• **Task item**
Return the records exactly, please. Every line should match.
* * * * *
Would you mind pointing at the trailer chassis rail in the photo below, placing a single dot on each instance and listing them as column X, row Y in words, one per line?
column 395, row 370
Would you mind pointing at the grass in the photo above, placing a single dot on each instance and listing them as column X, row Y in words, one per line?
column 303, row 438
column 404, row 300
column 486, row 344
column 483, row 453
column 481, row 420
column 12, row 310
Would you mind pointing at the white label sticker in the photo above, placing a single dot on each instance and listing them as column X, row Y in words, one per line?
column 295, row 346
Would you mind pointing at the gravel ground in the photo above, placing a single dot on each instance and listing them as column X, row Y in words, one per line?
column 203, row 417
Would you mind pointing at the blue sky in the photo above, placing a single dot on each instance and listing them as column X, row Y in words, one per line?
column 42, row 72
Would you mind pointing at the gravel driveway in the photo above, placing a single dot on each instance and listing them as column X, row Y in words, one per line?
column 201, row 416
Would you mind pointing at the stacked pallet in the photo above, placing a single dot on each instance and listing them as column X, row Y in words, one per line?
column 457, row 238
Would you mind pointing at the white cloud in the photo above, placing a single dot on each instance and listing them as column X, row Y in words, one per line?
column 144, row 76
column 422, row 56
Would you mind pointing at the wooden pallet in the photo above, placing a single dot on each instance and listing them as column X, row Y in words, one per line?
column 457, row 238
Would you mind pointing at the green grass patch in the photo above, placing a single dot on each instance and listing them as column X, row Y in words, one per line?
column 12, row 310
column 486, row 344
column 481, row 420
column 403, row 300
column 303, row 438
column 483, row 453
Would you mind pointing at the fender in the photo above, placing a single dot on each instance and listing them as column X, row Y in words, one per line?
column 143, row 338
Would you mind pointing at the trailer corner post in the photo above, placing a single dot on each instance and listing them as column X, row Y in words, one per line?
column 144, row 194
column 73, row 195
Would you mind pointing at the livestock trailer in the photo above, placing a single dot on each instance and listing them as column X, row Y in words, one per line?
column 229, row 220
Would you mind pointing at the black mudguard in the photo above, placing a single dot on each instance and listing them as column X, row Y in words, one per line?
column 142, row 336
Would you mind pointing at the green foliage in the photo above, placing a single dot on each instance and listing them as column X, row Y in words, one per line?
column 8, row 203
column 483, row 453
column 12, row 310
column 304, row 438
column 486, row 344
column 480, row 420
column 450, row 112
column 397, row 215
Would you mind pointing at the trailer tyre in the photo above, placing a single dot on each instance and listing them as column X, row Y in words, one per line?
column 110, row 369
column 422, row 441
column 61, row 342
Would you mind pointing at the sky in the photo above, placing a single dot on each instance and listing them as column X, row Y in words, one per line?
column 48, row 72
* * * * *
• **Answer to the exercise**
Would you mind pointing at the trailer chassis rail in the photo below, placing a single dot on each instance and listing them as column X, row Y in words, one per line?
column 395, row 370
Would you mind pointing at the grass in the photo above, placing a single dot on each instance and listing them as column X, row Y in words, one per line?
column 303, row 438
column 404, row 300
column 486, row 344
column 483, row 453
column 481, row 420
column 12, row 310
Would you mind pointing at the white label sticker in the photo above, placing a single dot on each instance and listing them as column X, row Y in words, one per line?
column 295, row 346
Would you mind pointing at the gravel ground in the photo above, placing a single dot on each instance and listing them as column X, row Y in words, one per line?
column 203, row 417
Would you mind pointing at the blue sky in the photo above, placing a single dot on each instance and listing them as column X, row Y in words, one per line?
column 42, row 72
Would you mind pointing at the gravel driveway in the photo above, placing a single dot on each instance and listing them as column X, row Y in words, one per line?
column 201, row 416
Would you mind pointing at the stacked pallet in the photo above, placing a single dot on each instance and listing them as column X, row Y in words, one per line?
column 457, row 238
Would you mind pointing at the white cloud in the photo above, placing a single dot on each instance and listing them as column X, row Y in words, one per line?
column 144, row 76
column 422, row 56
Would you mind pointing at the wooden pallet in the photo above, placing a single dot on each instance and listing them as column X, row Y in words, one per line?
column 457, row 238
Would you mind pointing at the green grass patch in the photo above, placing a single dot on each instance and listing them as column X, row Y in words, one per line?
column 12, row 310
column 486, row 344
column 481, row 420
column 403, row 300
column 303, row 438
column 483, row 453
Would you mind pointing at the fender in the photo above, placing a single dot on each instance and listing them as column X, row Y in words, one per line?
column 143, row 338
Would you mind pointing at the trailer corner post in the photo above, placing a single dot on each instance and listing them as column X, row Y in words, one per line?
column 144, row 194
column 73, row 195
Would you mind pointing at the livestock trailer in the photo above, placing a single dot on each instance and listing them as column X, row Y in words, one per line?
column 229, row 220
Would you mind pointing at the black mudguard in the photo above, placing a single dot on each instance and listing them as column X, row Y in words, one per line?
column 142, row 336
Would you mind pointing at the green foliage in the photo above, placing a single dot on each instance and listing them as column X, row Y in words, one per line?
column 8, row 203
column 483, row 453
column 12, row 310
column 304, row 438
column 486, row 344
column 480, row 420
column 450, row 112
column 397, row 215
Would you mind pointing at the trailer tyre in the photo above, placing a single dot on each instance and listing them as column X, row Y in words, one per line?
column 110, row 369
column 422, row 441
column 61, row 342
Would you mind pointing at the sky in the photo above, placing a single dot on each instance and listing them as column X, row Y in words, one per line?
column 48, row 72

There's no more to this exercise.